## SET EXERCISE
Carry on the news piece below about China's economic policy, starting right after its last sentence.

## TEXT SEGMENT
++++++++++

A Chinese national flag flutters on a financial street in Beijing. (Reuters)
A Chinese national flag flutters on a financial street in Beijing. (Reuters)

Chinese lawmakers are deliberating a draft of the country's first basic law specifically focused on the development of the private sector, the country’s Xinhua news agency reported.

“The law will be conducive to creating a law-based environment that is favorable to the growth of all economic sectors, including the private sector,” said Justice Minister He Rong, while explaining the draft on Saturday during the ongoing session of the Standing Committee of the National People's Congress, the national legislature.

The draft private sector promotion law covers areas such as fair competition, investment and financing environments, scientific and technological innovation, regulatory guidance, service support, rights and interests protection and legal liabilities.

The draft has incorporated suggestions solicited from representatives of the private sector, experts, scholars and the general public, the minister said.

China left its benchmark lending rates unchanged as expected at the monthly fixing on Friday.

Persistent deflationary pressure and tepid credit demand call for more stimulus to aid the broad economy, but narrowing interest margin on the back of fast falling yields and a weakening yuan limit the scope for immediate monetary easing.

The one-year loan prime rate (LPR) was kept at 3.10%, while the five-year LPR was unchanged at 3.60%.

In a Reuters poll of 27 market participants conducted this week, all respondents expected both rates to stay unchanged.

Morgan Stanley said in a note that the 2025 budget deficit and mix are more positive than expected and suggest Beijing is willing to set a high growth target and record fiscal budget to boost market confidence, but further policy details are unlikely before March.

++++++++++

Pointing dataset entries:
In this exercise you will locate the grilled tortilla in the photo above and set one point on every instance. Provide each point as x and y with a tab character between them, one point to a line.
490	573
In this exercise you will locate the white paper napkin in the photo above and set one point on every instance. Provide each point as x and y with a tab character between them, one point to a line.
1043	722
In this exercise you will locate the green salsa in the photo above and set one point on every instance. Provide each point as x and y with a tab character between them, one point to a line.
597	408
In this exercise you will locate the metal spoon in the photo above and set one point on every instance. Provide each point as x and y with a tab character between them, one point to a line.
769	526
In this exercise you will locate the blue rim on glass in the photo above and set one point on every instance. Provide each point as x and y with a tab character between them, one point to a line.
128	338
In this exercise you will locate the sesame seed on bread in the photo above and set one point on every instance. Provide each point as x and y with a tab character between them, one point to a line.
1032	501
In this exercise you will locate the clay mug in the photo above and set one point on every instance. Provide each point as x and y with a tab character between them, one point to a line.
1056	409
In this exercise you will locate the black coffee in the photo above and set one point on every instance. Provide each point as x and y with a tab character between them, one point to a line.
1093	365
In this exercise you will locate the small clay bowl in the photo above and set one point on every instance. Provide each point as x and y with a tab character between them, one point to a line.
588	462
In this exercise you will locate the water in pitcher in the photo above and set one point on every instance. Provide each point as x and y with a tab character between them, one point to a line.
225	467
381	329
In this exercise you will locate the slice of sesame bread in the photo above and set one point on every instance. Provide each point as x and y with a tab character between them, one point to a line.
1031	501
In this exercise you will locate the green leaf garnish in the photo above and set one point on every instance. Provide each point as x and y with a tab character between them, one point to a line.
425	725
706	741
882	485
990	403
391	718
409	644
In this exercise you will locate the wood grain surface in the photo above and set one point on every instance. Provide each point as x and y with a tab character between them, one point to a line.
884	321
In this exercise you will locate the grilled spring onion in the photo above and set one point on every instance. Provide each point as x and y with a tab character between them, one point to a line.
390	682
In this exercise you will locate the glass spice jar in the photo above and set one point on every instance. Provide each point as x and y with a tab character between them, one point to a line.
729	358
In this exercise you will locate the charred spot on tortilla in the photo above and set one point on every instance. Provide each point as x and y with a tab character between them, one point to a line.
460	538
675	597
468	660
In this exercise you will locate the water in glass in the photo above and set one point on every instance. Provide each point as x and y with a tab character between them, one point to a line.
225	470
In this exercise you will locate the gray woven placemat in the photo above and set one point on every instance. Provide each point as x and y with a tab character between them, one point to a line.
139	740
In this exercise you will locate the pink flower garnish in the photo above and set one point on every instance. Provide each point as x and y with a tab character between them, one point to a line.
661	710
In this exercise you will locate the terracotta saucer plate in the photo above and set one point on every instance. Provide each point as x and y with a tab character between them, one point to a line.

++++++++++

## OUTPUT FOR THIS TASK
Last Friday, data released by the country's central bank said total assets of China's financial institutions had risen to 489.15 trillion yuan (about $68.03 trillion) by the end of third quarter this year.

The figure represented a year-on-year increase of 8%, said the People's Bank of China.

Of the total, the assets of the banking sector reached 439.52 trillion yuan, up 7.3% year on year, while the assets of securities institutions rose 8.7% year on year to 14.64 trillion yuan.

The insurance sector's assets jumped 18.3% year on year to 35 trillion yuan, the data showed.

The liabilities of the financial institutions totaled 446.51 trillion yuan, up 8% year on year, according to the central bank.

Separately, data released by the National Energy Administration on Thursday showed that China's electricity consumption, a key barometer of economic activity, rose by 7.1% year on year in the first 11months of the year.

During the period, power consumption of the country's primary industries increased by 6.8% year on year, while that of its secondary and tertiary sectors rose by 5.3% and 10.4%, respectively.

Residential power usage saw strong growth of 11.6% during this period, the administration said.

In November alone, power usage climbed 2.8% from one year earlier, according to the data.